[WHAT YOU WILL DO] Reproduce every one of the rows below word for word, leaving out the pictures.

-- BEGIN DATA IN THIS EXERCISE --

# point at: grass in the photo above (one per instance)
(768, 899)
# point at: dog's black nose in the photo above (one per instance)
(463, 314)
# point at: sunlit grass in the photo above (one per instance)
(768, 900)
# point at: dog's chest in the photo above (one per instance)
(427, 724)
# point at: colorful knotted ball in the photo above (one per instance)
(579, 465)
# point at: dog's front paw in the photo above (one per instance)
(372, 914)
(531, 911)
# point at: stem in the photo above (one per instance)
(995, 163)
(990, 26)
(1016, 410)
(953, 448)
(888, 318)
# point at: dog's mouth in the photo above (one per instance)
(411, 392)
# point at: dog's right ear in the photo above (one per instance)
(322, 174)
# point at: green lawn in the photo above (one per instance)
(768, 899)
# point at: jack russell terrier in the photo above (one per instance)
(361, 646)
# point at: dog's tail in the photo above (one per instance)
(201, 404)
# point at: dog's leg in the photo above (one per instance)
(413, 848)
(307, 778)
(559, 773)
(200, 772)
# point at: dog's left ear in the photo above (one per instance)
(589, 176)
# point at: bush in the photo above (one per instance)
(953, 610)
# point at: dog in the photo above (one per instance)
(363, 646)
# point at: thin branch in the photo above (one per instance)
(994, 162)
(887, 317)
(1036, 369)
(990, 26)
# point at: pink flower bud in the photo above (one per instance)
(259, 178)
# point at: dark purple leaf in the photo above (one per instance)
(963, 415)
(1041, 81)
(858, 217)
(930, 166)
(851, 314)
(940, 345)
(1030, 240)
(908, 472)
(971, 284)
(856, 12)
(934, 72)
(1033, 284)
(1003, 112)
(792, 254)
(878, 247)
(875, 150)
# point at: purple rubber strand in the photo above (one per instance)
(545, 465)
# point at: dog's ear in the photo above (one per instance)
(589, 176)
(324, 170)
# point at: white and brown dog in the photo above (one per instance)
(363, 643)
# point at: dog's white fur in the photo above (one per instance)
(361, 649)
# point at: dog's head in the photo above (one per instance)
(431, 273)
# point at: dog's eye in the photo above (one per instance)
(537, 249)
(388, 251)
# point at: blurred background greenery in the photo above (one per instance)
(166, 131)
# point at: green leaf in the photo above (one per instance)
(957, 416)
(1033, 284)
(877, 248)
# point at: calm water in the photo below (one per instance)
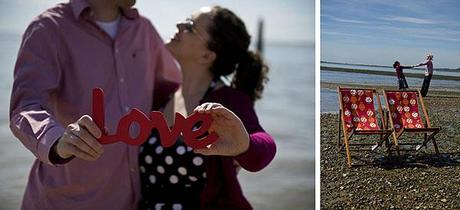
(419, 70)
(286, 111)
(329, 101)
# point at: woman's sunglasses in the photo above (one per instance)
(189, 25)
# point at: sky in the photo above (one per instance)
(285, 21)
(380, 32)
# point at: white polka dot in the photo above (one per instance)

-- END DATA IN THIS EXERCISE --

[RESPONSE FOR THIS EXERCISE]
# point at: grass in the photo above (one per instance)
(768, 899)
# point at: dog's black nose in the photo above (one per instance)
(463, 314)
# point at: sunlit grass in the photo above (one per instance)
(768, 900)
# point at: dog's chest in the photo above (one per instance)
(427, 724)
# point at: colorful knotted ball in the photo above (one per instance)
(579, 465)
# point at: dog's front paw in the photo above (one per instance)
(372, 914)
(531, 911)
# point at: stem in the photo above (one per instance)
(995, 163)
(990, 26)
(1016, 410)
(953, 448)
(888, 318)
# point at: dog's mouth in the photo above (one per instance)
(411, 392)
# point at: dog's right ear in the photo above (one per instance)
(322, 174)
# point at: green lawn in the photo above (one per instance)
(768, 899)
# point at: jack russell terrier in the photo above (one per instance)
(361, 646)
# point at: dog's tail in the photo above (one per instance)
(201, 404)
# point at: dog's leg in the photo above (one per instance)
(413, 848)
(307, 778)
(559, 773)
(200, 772)
# point at: dog's left ear in the photo above (one per instance)
(589, 176)
# point at: bush in the photo above (one per instance)
(953, 610)
# point at: dog in the photo above (one per instance)
(363, 646)
# point at: thin branch in the photo above (one per instance)
(994, 162)
(887, 317)
(1036, 369)
(990, 26)
# point at: pink flower bud in the photo above (one per instance)
(259, 178)
# point at: dark purple leaf in the photo above (one per instance)
(963, 415)
(1041, 81)
(858, 217)
(930, 166)
(851, 314)
(940, 345)
(1030, 240)
(908, 472)
(971, 284)
(856, 12)
(934, 72)
(1033, 284)
(1003, 112)
(792, 254)
(878, 247)
(875, 150)
# point at: purple rubber strand in the photo above (one per instance)
(545, 465)
# point at: dog's ear in the photo above (one per instance)
(589, 176)
(324, 170)
# point at: white and brown dog in the photo above (one per instance)
(363, 643)
# point at: dog's white fur in the photo above (one per instance)
(361, 649)
# point at: dog's head in the photo above (one per instance)
(431, 273)
# point at: dog's eye in the photo above (one per instance)
(537, 249)
(388, 251)
# point at: blurred background greenery in the photo above (one per instance)
(166, 131)
# point at: green leaf in the photo above (one per instance)
(957, 416)
(1033, 284)
(877, 248)
# point at: calm water in the photo below (one per instance)
(419, 70)
(286, 111)
(329, 101)
# point at: woman's sunglasses in the photo above (one per instance)
(189, 25)
# point at: sky in the photo above (one per instance)
(285, 21)
(380, 32)
# point at: white polka dot in the photo above (one per instance)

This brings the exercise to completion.